→ **Description of the task**
Reproduce every one of the records below line for line, without altering a single character.

[Data supplied start]

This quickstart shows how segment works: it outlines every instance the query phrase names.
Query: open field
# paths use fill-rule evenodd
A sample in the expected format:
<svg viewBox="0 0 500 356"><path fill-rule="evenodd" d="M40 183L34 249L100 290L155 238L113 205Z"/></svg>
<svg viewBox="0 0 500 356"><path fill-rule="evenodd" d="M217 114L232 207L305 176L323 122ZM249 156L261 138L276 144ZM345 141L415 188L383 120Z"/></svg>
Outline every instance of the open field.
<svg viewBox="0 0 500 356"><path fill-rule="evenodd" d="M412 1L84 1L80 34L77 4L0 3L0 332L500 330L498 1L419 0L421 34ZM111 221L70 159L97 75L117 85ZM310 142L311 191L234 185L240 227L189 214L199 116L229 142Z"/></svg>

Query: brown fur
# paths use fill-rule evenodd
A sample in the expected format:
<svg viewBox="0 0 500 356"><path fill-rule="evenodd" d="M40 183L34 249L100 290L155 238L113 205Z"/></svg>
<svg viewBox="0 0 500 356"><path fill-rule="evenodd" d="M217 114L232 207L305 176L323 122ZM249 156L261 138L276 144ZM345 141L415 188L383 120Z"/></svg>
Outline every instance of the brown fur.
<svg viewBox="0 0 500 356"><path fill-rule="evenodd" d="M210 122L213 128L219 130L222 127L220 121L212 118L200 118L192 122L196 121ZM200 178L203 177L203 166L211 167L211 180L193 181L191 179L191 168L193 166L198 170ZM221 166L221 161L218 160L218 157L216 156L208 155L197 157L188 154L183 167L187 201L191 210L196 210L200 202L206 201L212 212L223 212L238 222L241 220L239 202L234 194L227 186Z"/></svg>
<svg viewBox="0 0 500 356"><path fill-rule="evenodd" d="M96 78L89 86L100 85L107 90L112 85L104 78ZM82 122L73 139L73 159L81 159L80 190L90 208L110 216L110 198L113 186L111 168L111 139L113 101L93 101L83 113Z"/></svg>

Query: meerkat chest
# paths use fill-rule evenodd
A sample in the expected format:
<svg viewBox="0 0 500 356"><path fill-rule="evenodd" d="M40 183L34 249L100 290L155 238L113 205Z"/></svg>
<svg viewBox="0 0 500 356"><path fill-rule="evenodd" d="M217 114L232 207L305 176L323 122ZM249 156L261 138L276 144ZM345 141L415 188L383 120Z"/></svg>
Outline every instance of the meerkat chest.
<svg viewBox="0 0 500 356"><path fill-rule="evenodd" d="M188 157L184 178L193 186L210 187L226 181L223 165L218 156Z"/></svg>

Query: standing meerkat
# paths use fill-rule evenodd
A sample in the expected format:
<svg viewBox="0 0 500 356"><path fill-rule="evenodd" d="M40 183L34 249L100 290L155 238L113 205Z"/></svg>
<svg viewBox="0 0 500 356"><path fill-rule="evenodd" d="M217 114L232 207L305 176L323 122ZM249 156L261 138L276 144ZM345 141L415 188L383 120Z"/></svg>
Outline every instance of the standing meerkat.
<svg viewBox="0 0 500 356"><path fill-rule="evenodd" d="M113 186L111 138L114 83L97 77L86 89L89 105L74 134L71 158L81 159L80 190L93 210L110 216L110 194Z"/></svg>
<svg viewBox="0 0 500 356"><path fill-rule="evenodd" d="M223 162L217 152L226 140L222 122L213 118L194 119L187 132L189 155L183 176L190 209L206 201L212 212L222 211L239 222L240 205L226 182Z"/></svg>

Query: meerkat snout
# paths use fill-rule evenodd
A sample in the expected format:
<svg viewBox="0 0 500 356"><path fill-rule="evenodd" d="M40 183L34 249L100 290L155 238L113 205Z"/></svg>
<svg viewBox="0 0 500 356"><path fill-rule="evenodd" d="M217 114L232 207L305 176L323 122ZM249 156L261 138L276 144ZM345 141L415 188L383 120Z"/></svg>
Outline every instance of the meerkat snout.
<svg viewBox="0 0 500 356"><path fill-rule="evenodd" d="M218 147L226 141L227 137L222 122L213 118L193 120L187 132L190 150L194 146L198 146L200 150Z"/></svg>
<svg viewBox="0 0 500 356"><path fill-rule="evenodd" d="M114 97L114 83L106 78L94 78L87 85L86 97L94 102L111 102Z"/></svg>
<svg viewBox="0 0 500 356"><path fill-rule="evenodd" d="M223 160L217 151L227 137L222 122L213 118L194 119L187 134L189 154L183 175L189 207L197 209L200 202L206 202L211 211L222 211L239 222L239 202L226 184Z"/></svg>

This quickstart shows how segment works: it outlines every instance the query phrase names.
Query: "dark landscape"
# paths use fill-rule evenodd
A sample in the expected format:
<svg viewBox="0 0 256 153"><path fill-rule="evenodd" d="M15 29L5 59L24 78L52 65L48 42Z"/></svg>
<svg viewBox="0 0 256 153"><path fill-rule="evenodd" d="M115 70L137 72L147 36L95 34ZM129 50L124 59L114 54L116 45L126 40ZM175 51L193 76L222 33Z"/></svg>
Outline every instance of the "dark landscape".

[Data supplied end]

→ **Full answer**
This quickstart shows how segment works: it outlines every instance the query phrase names.
Query: open field
# paths use fill-rule evenodd
A sample in the expected format:
<svg viewBox="0 0 500 356"><path fill-rule="evenodd" d="M40 183L34 249L100 290L155 238L113 205Z"/></svg>
<svg viewBox="0 0 500 356"><path fill-rule="evenodd" d="M217 114L232 207L305 176L323 122ZM249 156L261 138L276 144ZM345 141L415 188L383 120Z"/></svg>
Outline every instance of the open field.
<svg viewBox="0 0 500 356"><path fill-rule="evenodd" d="M412 1L84 1L80 34L77 4L0 3L0 332L500 330L498 1L419 0L421 34ZM111 221L70 159L97 75L117 85ZM310 142L311 191L234 185L240 227L189 214L199 116L229 142Z"/></svg>

Query: brown fur
# paths use fill-rule evenodd
A sample in the expected format:
<svg viewBox="0 0 500 356"><path fill-rule="evenodd" d="M40 183L34 249L100 290L155 238L113 205Z"/></svg>
<svg viewBox="0 0 500 356"><path fill-rule="evenodd" d="M217 114L232 207L305 176L323 122ZM249 156L261 138L276 144ZM345 141L415 188L383 120Z"/></svg>
Outline every instance of the brown fur.
<svg viewBox="0 0 500 356"><path fill-rule="evenodd" d="M210 122L213 128L219 130L222 127L220 121L212 118L200 118L192 122L196 121ZM200 178L203 177L203 166L211 167L211 180L193 181L191 179L191 168L193 166L198 170ZM221 166L221 161L218 160L218 157L216 156L208 155L197 157L188 154L183 167L187 201L191 210L196 210L200 202L206 201L212 212L223 212L238 222L241 220L239 202L234 194L227 186Z"/></svg>
<svg viewBox="0 0 500 356"><path fill-rule="evenodd" d="M96 78L89 86L100 85L107 90L112 85L104 78ZM82 122L73 139L73 159L81 159L80 190L90 208L110 216L110 198L113 186L111 168L111 139L113 101L93 101L83 113Z"/></svg>

Query: meerkat chest
# paths use fill-rule evenodd
A sample in the expected format:
<svg viewBox="0 0 500 356"><path fill-rule="evenodd" d="M40 183L34 249L100 290L155 238L113 205Z"/></svg>
<svg viewBox="0 0 500 356"><path fill-rule="evenodd" d="M217 114L232 207L305 176L323 122ZM249 156L261 138L276 144ZM345 141L415 188L383 120Z"/></svg>
Outline every instance of the meerkat chest.
<svg viewBox="0 0 500 356"><path fill-rule="evenodd" d="M188 157L184 178L193 186L210 187L226 181L223 165L218 156Z"/></svg>

Query: standing meerkat
# paths use fill-rule evenodd
A sample in the expected format:
<svg viewBox="0 0 500 356"><path fill-rule="evenodd" d="M40 183L34 249L100 290L155 238L113 205Z"/></svg>
<svg viewBox="0 0 500 356"><path fill-rule="evenodd" d="M217 114L232 207L305 176L323 122ZM249 156L261 138L276 144ZM345 141L415 188L383 120Z"/></svg>
Outline every instance of the standing meerkat.
<svg viewBox="0 0 500 356"><path fill-rule="evenodd" d="M113 186L111 138L114 83L97 77L86 89L89 105L74 134L71 158L81 159L80 190L93 210L110 216L110 194Z"/></svg>
<svg viewBox="0 0 500 356"><path fill-rule="evenodd" d="M223 162L217 152L226 140L222 122L213 118L194 119L187 132L189 155L183 176L190 209L206 201L212 212L222 211L239 222L240 205L226 182Z"/></svg>

Query: meerkat snout
# paths use fill-rule evenodd
A sample in the expected format:
<svg viewBox="0 0 500 356"><path fill-rule="evenodd" d="M40 183L34 249L100 290L155 238L113 205Z"/></svg>
<svg viewBox="0 0 500 356"><path fill-rule="evenodd" d="M217 114L232 207L305 176L323 122ZM249 156L261 138L276 144ZM345 141L415 188L383 120Z"/></svg>
Outline every instance of the meerkat snout.
<svg viewBox="0 0 500 356"><path fill-rule="evenodd" d="M218 147L226 141L227 137L222 122L213 118L193 120L187 132L190 150L194 146L198 146L200 150Z"/></svg>
<svg viewBox="0 0 500 356"><path fill-rule="evenodd" d="M114 97L114 83L106 78L94 78L87 85L86 97L94 102L111 102Z"/></svg>
<svg viewBox="0 0 500 356"><path fill-rule="evenodd" d="M223 160L217 151L227 137L222 122L213 118L194 119L187 134L189 154L183 175L189 207L197 209L200 202L206 202L211 211L222 211L239 222L239 202L226 184Z"/></svg>

This quickstart shows how segment works: it outlines every instance the query phrase names.
Query: "dark landscape"
# paths use fill-rule evenodd
A sample in the expected format:
<svg viewBox="0 0 256 153"><path fill-rule="evenodd" d="M15 29L5 59L24 78L52 65L48 42Z"/></svg>
<svg viewBox="0 0 256 153"><path fill-rule="evenodd" d="M115 70L137 72L147 36L95 34ZM129 50L124 59L114 54L116 45L126 40ZM175 51L193 76L222 33Z"/></svg>
Outline every instance of the "dark landscape".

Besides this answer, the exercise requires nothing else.